Barbara and Roy Minton were a team for the ages. They truly loved their respective roles and loved and supported each other above all – even over their own children. Roy made it abundantly clear to all of his children that Barbara was his girl and that she was not to be tussled with or disrespected. And Barbara returned that allegiance, love and loyalty to Roy in spades. It was a top down arrangement. (And we all fell in-line, under an incredible umbrella of love, compassion and tolerance for mistakes.)
Barbara’s children and grandchildren love her fiercely and with our whole hearts. She is forever our matriarch and leader. Mama loved to say that she “had four bad boys and one perfect girl!” And this remains true to this day.
- Her laughter, love and joy will be missed by us all, forevermore.

● DATASET ROWS:
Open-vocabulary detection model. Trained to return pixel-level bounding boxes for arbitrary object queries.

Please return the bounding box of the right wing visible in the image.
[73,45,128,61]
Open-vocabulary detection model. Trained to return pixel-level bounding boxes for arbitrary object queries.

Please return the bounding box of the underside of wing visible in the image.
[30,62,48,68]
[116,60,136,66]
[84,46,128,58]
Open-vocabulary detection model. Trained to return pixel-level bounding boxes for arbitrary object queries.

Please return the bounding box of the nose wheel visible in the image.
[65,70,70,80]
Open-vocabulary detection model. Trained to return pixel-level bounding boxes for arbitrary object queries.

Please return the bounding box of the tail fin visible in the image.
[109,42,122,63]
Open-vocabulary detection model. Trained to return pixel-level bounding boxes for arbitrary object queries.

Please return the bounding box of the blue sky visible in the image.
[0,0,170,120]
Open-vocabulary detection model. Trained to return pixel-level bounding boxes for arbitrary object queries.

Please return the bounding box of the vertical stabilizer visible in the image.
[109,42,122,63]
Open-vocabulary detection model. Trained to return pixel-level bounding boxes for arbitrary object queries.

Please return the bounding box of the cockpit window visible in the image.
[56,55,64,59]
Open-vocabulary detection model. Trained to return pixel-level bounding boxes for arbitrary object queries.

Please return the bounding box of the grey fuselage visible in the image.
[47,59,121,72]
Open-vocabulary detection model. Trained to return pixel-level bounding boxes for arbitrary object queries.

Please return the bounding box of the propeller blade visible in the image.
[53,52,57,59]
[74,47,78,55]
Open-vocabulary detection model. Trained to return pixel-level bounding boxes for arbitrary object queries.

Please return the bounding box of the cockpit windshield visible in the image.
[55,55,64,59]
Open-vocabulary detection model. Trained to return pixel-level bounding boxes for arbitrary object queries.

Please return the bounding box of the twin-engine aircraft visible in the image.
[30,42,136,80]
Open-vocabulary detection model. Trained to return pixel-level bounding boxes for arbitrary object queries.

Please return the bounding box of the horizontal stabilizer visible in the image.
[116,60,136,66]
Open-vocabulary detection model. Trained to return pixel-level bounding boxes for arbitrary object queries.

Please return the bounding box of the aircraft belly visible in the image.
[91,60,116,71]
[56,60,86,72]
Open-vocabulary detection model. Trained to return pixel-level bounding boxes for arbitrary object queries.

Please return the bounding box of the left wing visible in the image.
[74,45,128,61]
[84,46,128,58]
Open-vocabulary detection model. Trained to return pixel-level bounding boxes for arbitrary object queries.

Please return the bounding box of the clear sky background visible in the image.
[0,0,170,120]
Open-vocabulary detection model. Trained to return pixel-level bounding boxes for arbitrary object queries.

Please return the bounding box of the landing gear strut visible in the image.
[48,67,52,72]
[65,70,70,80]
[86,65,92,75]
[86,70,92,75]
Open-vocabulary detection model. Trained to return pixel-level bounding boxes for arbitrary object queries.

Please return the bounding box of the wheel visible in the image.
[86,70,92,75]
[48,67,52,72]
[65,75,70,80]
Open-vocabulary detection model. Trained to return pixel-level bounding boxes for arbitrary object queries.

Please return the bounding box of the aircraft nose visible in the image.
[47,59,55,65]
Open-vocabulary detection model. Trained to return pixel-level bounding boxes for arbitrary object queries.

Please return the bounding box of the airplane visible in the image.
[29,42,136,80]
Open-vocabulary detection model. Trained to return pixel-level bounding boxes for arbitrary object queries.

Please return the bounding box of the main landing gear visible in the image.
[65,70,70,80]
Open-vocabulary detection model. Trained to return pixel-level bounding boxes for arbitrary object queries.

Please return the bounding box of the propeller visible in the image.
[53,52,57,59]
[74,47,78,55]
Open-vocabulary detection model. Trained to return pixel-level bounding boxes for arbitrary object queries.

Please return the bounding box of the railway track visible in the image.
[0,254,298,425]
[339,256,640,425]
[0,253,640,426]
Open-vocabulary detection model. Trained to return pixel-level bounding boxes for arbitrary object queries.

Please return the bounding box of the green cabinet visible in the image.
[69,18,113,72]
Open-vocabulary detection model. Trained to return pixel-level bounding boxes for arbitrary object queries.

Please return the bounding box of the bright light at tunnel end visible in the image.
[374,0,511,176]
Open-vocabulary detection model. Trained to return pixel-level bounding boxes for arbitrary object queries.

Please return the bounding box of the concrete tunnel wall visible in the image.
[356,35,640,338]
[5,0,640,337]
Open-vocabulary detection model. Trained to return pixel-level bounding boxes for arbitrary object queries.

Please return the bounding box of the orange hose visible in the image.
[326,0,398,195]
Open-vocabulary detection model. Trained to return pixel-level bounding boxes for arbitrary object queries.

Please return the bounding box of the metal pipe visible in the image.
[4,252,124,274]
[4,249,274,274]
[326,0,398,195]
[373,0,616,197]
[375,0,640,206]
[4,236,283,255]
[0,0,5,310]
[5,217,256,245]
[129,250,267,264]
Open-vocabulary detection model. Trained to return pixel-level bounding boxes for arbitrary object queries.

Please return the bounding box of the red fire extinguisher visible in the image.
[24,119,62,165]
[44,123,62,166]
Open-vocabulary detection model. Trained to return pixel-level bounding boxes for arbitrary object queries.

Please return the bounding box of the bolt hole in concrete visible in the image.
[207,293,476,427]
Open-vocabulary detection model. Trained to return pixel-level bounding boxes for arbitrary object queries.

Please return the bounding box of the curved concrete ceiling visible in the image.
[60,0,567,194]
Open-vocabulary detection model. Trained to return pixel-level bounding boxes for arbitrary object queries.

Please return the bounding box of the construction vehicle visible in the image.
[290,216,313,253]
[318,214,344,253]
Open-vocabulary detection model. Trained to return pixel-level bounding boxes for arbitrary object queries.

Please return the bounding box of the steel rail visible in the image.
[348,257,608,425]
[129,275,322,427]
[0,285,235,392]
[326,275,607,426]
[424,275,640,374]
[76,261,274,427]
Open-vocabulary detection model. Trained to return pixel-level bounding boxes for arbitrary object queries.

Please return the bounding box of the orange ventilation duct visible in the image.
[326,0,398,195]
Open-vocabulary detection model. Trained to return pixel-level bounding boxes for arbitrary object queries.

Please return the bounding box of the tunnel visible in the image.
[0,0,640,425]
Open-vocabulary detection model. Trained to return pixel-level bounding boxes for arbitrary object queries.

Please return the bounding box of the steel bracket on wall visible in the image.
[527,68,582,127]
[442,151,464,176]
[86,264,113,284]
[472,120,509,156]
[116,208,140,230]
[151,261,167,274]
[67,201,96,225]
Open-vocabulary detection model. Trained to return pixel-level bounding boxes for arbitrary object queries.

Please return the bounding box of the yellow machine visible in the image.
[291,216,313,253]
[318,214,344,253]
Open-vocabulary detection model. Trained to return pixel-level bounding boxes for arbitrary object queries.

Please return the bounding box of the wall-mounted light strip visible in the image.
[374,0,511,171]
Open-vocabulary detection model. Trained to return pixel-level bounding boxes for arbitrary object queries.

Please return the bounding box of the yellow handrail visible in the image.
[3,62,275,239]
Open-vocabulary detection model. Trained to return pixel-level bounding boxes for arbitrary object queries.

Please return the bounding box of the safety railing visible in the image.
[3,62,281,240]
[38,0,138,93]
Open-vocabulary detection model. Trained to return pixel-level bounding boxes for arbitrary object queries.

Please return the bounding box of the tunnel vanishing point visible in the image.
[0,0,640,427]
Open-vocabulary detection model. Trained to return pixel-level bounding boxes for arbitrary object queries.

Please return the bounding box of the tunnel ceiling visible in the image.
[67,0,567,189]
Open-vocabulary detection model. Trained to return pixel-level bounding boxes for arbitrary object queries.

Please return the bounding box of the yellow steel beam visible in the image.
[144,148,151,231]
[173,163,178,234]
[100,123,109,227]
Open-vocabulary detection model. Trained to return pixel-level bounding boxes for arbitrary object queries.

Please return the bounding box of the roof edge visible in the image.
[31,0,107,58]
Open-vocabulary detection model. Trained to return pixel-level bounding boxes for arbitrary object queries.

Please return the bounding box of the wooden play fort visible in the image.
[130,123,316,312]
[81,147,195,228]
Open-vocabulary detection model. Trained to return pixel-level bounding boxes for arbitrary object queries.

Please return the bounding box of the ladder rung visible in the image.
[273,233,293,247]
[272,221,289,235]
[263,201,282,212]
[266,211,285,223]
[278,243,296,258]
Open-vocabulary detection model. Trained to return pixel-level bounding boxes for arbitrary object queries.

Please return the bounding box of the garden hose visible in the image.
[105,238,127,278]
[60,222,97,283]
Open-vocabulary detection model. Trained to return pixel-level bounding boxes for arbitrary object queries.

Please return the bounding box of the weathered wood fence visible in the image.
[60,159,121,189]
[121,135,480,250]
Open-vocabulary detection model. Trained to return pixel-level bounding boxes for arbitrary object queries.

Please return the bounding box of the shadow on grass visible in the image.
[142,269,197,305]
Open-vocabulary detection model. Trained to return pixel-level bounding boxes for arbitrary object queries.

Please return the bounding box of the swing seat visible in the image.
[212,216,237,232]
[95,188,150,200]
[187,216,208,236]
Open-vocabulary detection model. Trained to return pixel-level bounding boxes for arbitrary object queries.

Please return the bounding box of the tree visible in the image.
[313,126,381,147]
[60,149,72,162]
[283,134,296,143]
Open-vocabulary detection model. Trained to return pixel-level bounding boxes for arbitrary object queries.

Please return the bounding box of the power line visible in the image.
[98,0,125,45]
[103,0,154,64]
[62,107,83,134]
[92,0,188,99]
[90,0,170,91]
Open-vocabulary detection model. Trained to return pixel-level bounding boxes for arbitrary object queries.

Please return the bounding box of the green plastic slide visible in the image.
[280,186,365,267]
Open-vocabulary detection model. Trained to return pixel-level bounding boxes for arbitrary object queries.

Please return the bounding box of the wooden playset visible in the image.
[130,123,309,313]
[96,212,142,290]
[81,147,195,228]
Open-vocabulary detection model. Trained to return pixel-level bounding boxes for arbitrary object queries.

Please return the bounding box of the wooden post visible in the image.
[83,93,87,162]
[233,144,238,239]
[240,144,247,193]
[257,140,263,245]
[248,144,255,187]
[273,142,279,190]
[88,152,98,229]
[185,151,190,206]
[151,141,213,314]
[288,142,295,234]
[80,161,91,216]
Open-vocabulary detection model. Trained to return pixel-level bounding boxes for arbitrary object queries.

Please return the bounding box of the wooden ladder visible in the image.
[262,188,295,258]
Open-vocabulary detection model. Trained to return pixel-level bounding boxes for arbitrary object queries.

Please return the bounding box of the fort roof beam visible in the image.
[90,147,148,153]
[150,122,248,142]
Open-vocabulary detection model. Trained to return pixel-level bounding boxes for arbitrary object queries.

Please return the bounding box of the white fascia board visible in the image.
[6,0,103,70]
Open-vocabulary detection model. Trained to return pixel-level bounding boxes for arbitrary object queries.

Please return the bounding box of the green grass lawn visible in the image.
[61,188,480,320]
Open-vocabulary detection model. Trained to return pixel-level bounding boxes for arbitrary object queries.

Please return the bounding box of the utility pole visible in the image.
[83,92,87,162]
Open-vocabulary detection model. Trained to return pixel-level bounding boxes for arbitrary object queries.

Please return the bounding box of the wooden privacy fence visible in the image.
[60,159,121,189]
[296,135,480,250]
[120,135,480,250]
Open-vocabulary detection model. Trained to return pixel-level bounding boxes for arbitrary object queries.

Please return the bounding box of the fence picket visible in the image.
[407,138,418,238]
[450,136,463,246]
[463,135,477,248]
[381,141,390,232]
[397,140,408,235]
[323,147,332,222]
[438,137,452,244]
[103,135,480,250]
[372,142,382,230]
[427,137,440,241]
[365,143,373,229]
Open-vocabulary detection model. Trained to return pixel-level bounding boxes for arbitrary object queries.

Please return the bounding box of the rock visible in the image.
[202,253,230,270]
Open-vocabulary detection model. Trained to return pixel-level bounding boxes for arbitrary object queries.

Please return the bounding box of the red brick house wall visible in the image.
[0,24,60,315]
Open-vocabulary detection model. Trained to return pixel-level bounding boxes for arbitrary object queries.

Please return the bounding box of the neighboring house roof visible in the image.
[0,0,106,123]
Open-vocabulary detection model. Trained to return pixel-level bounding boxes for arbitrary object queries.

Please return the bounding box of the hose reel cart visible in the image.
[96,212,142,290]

● TASK SET:
1. Translate the sentence "She is forever our matriarch and leader." from the tribute to Barbara Minton into Spanish.
2. Carry on the tribute to Barbara Minton from its last line.
The entries play no part in any of these tasks.

● ANSWERS TO THE TASKS:
1. Ella es por siempre nuestra matriarca y líder.

2.
Barbara was preceded in death by her beloved husband, Roy Quillin Minton, parents, Harry and Emily Francis, and loving son Franklin Thomas Minton. She leaves behind her brother Richard Francis (wife JoElla) and her children: David Francis Minton (wife Sylvia), Emily Elizabeth Minton Lauderdale (husband Kenneth), Burton Rix Minton (former wife Lisa Minton), and Perry Quillin Minton (wife Zooey Cuilla and former wife Jennifer Minton). Barbara’s grandchildren are Halle Christine Goethal Minton, Katherine Quillin Minton Brindley (husband Sean), David William Carsey, Caroline Quillin Carsey Beaulieu (husband Corey), Charles Burton Carsey, Michael Harrison Minton, Hannah Lee Peacock (husband James), Jackson Thomas Minton, Mary Alison Fiorenza (Perry’s step-daughter), Cameron Cuilla (Perry’s step-son) Lucy Quillin Minton, Luke Cuilla (Perry’s step-son) and Maxwell Thomas Minton; she also has three great-grandchildren: Clarke Quillin Brindley, Hayden Christine Brindley, and Author Ames Beaulieu, as well as several nieces and nephews.
The Minton family would like to thank Barbara’s caregivers, Charity Wegesa and Anne Adams, along with the staff of the Silverado Barton Springs Memory Care Community for the loving care they provided her.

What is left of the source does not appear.